(Problem to work on): Exact wording is required: give all the records again, minus the pictures.

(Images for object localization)
......
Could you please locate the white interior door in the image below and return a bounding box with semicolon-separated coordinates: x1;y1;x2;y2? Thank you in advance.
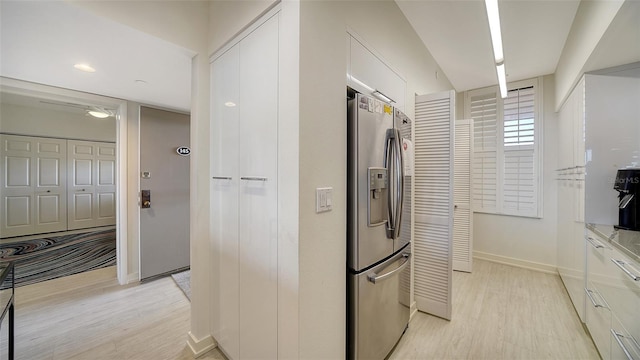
413;91;455;320
1;135;67;238
139;106;190;279
95;143;116;226
68;140;97;230
453;119;473;272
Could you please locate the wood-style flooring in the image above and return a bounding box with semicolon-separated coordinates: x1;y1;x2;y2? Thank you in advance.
391;259;600;359
14;259;599;359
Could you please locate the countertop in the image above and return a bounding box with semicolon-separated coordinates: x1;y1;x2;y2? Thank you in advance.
587;223;640;264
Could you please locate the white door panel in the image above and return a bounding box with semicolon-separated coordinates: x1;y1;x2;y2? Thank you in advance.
5;196;31;227
211;42;241;360
7;157;31;187
67;140;115;230
1;135;66;237
237;14;278;360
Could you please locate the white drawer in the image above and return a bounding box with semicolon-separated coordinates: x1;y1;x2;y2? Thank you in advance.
598;247;640;345
585;283;612;360
611;315;640;360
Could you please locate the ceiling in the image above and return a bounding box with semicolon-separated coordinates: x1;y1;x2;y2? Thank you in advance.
0;1;193;112
396;0;581;92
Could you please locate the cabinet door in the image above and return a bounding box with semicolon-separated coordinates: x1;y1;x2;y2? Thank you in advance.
211;44;241;360
238;14;279;360
95;143;116;226
1;135;66;238
68;141;96;229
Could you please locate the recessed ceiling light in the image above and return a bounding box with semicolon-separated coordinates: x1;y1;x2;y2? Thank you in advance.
224;101;237;107
74;63;96;73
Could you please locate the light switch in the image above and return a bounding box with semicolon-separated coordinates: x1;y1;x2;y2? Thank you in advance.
316;187;333;213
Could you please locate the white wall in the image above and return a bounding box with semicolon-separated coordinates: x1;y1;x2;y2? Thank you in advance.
209;0;276;54
554;0;624;110
472;75;558;271
67;1;215;352
298;1;452;358
0;103;116;142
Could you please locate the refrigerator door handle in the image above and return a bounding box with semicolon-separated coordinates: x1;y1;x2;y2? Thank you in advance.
367;253;411;284
393;129;405;239
384;129;395;238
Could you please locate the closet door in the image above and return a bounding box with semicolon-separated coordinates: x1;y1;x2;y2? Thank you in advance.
453;119;473;272
237;14;279;360
94;143;116;226
68;141;97;229
413;91;455;320
211;44;241;360
1;135;67;238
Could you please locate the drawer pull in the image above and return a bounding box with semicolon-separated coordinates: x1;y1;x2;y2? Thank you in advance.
585;288;608;309
212;176;232;180
611;329;634;360
586;236;604;249
611;259;640;281
241;177;267;181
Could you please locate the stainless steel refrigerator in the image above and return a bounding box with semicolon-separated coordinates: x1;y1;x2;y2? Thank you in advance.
347;92;412;359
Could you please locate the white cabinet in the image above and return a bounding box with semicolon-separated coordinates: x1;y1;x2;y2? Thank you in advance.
556;77;586;322
1;135;67;237
347;34;406;111
211;13;278;360
67;140;116;230
586;227;640;360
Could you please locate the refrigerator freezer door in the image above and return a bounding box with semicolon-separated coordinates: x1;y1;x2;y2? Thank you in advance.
347;244;411;359
395;109;412;253
348;94;395;271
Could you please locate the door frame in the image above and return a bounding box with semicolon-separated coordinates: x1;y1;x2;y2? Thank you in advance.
0;77;132;285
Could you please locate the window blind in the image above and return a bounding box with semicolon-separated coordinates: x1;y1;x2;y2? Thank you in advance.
467;78;541;218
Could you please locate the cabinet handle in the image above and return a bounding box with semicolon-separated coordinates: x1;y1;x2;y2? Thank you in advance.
586;237;604;249
611;259;640;281
585;288;608;309
611;329;635;360
76;189;86;192
240;177;267;181
211;176;232;180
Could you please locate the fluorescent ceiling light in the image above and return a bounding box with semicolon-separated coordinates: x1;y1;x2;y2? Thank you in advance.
484;0;504;63
224;101;237;107
496;63;507;99
74;63;96;73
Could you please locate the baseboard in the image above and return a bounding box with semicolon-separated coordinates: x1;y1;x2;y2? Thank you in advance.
187;331;217;358
409;301;417;321
126;272;140;284
473;251;557;274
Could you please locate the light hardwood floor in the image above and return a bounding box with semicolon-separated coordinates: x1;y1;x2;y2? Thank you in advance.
14;259;599;360
14;267;224;360
391;259;600;359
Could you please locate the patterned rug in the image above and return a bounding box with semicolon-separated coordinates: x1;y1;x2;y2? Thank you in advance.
0;229;116;287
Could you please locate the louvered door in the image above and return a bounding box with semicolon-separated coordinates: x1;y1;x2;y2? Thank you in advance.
414;90;454;320
453;119;473;272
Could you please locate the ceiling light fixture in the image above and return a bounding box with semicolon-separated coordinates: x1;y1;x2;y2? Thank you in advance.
74;63;96;73
484;0;508;98
224;101;237;107
87;106;114;119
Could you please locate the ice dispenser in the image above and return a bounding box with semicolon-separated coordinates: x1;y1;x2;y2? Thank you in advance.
368;167;388;226
614;168;640;231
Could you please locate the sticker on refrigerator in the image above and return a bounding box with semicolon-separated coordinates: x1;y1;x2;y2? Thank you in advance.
402;138;414;176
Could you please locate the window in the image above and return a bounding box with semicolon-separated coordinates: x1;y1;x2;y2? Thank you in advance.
466;78;542;218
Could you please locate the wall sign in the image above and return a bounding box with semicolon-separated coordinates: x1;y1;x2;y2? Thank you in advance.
176;146;191;156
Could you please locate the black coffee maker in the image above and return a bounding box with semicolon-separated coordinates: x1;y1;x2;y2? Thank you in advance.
614;169;640;231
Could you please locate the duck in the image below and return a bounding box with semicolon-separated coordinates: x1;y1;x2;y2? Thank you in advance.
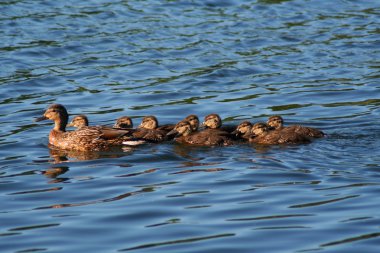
231;121;254;140
67;114;89;129
166;114;200;139
66;114;163;144
35;104;141;152
249;122;311;145
114;116;133;129
129;115;169;142
167;120;234;146
67;114;134;130
184;114;200;131
203;113;237;133
267;115;324;138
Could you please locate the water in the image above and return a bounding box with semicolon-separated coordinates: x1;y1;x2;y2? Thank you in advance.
1;0;380;252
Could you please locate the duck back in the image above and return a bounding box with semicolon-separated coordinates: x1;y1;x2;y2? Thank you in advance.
177;129;233;146
287;125;324;138
250;128;311;145
49;126;135;151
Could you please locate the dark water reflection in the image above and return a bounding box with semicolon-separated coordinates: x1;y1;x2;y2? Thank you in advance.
......
(Expected output):
Could you please locate the white interior door in the image below and return a bounding box with semicolon-separated coordinates: x1;y1;x2;y2? Thank you in advance.
413;91;455;320
1;135;67;238
139;106;190;279
95;143;116;226
68;140;97;230
453;119;473;272
Could you please locate the wood-style flooring in the image above and return a bounding box with semicolon-separated coordinates: x1;y1;x2;y2? Thank you in advance.
391;259;600;359
14;259;599;359
Could you please locate the countertop in the image above and return a bounding box with semicolon-separated coordinates: x1;y1;x2;y2? Thank you in advance.
587;223;640;264
Could you please locate the white door panel in the image above and return a bounding box with semicolon-separated coordinates: x1;y1;x2;y2? Thank you in advance.
5;196;31;227
211;42;241;360
7;157;31;187
67;140;115;230
1;135;66;237
237;14;278;360
Could you please locate the white drawer in the image above and return a bounding box with semicolon-separated coordinates: x1;y1;x2;y2? Thank you in advance.
598;247;640;345
585;283;612;360
611;315;640;360
Could you please locate the ceiling in the image above and return a bounding box with semicolon-separated coordinates: x1;y1;x2;y2? Thank you in advance.
0;1;193;112
396;0;581;92
Could you please locate the cabinet door in the image above and return a bounding box with semicolon-separated coordinates: x1;y1;x2;y2? Thank you in advance.
211;44;241;360
238;14;279;360
95;143;116;226
1;135;66;238
68;141;96;229
Could you please locate the recessed ceiling light in the image above and return a bounding box with semicolon-separated coordinates: x1;y1;x2;y2? Thank you in advance.
224;101;237;107
74;63;96;73
Could you please locate the light switch in the image above and return a bounding box with semicolon-separated coordinates: x1;y1;x2;y2? Thank you in advance.
316;187;333;213
Could you please locate the white wall in the image above and return a bounding box with semicolon-separated coordinates: x1;y1;x2;y2? Thank you in advance.
209;0;276;54
554;0;624;110
472;75;558;271
67;1;215;352
298;1;452;358
0;103;116;142
Could you please locate the refrigerator door handle in the image above and return a bounding box with semicolon-separated coordinates: x1;y1;x2;y2? Thank you in advance.
367;253;411;284
393;129;405;239
384;129;395;238
Could you please locate the closet door in the image above and return a bounding box with semicolon-separated coordinates: x1;y1;x2;y2? Thank you in advance.
453;119;473;272
237;14;279;360
94;143;116;226
68;141;97;229
413;91;455;320
211;44;241;360
1;135;67;238
Could you please locate the drawer pull in the image above and return a bounding box with semicolon-separated coordinates: x1;y1;x2;y2? Thank you in advance.
585;288;608;309
212;176;232;180
611;329;634;360
586;236;604;249
611;259;640;281
241;177;267;181
Could you please locate the stainless steel refrigerator in the image above and return a bounding box with semicolon-separated coordinates: x1;y1;x2;y2? Thank you in advance.
347;92;412;359
Could you please locate the white cabinet in the image above and return a bounding box with semicolon-separated coordinates: x1;y1;x2;y2? Thank you in advance.
556;77;586;322
1;135;67;237
347;34;406;111
211;13;278;360
67;140;116;230
586;227;640;360
Could you please locate the refrigerator freezer door in the image above and return a bounding box with semicolon-separated coordinates: x1;y1;x2;y2? Thank you in advance.
347;244;411;359
395;109;412;253
348;94;395;271
Could you please locate the door frame in the image above and return a bounding box with semicolon-separated coordinates: x1;y1;x2;y2? Thank you in advance.
0;77;132;285
Could you please locate the window blind in the image above and return a bounding box with semicolon-separated coordinates: x1;y1;x2;y2? Thank you in advance.
467;78;541;218
Could you please locate the cabinet handle in the image above and return a bounding box with semicolon-separated coordinates: x1;y1;x2;y2? Thank you in advance.
586;237;604;249
611;259;640;281
585;288;608;309
611;329;635;360
76;189;86;192
240;177;267;181
211;176;232;180
Could you please locate the fluorescent ceiling light in the image above and return a bounding box with semicolon-separated coordinates: x1;y1;x2;y2? Thank you in advance.
484;0;504;63
224;101;237;107
496;63;507;99
74;63;96;73
Could you please locate the baseboard in the image above and return a bounding box with semicolon-separated coordinates: x1;y1;x2;y2? Thank you in advance.
187;331;217;358
409;301;417;321
126;272;140;284
473;251;557;274
Could you please locate the light hardwood floor in the image above and return a bounding box with semicolon-separated coordinates: x1;y1;x2;y2? Thank you in advance.
14;259;599;360
14;267;224;360
391;259;600;359
Could you please locate the patterned rug in the image above and return a bounding box with semicolon-separated coordinates: x1;y1;x2;y2? Thank you in advance.
0;229;116;287
Could you please locate the louvered door in the image above and return a bounding box with semicolon-separated coordinates: x1;y1;x2;y2? Thank you in advance.
414;90;454;320
453;119;473;272
Could you please locate the ceiling light fixture in the image above and return a bounding box with semicolon-separated coordinates: x1;y1;x2;y2? Thank you in advance.
74;63;96;73
484;0;508;98
224;101;237;107
87;106;114;119
Could you please locate the ice dispenser in the image above and return a bounding box with semicolon-separated coordinates: x1;y1;x2;y2? Thank you in advance.
368;167;388;226
614;168;640;231
Could you please locate the sticker on refrigerator in the image above and return a bounding box with semicolon-separated coordinates: x1;y1;x2;y2? Thank you in advance.
402;138;414;176
Could you please locate the window in the image above and return a bounding box with semicolon-separated coordinates: x1;y1;x2;y2? Thank you in advance.
466;78;542;218
Could you please locate the wall sign in the image above and return a bounding box with semicolon-separated coordinates: x1;y1;x2;y2? Thank you in advance.
176;146;191;156
Could you please locate the black coffee maker in the image above and return a bounding box with semicolon-separated coordinates: x1;y1;x2;y2? Thank you in advance.
614;169;640;231
Could you please locate the duck in the image below and return a bounding box with semicolon-separated coordinates: x1;y1;x2;y2? Thank you in advance.
231;121;254;140
67;114;89;129
166;114;200;139
66;114;163;144
35;104;141;152
249;122;311;145
114;116;133;129
129;115;169;142
167;120;234;146
67;114;134;130
184;114;200;131
203;113;237;133
267;115;324;138
Could you please locate the water in the image above and return a bounding box with semicolon-separated coordinates: x1;y1;x2;y2? Thank you in advance.
1;0;380;252
Could you please locate the duck back in the image above and return a bounding box with semicolon-separated coordinates: x1;y1;x2;y2? Thank you in advance.
177;129;233;146
287;125;324;138
250;128;311;145
49;126;135;151
Could you please locate the dark water reflection in the image above and return a bounding box with semicolon-separated coordinates: x1;y1;x2;y2? Thank you in advance.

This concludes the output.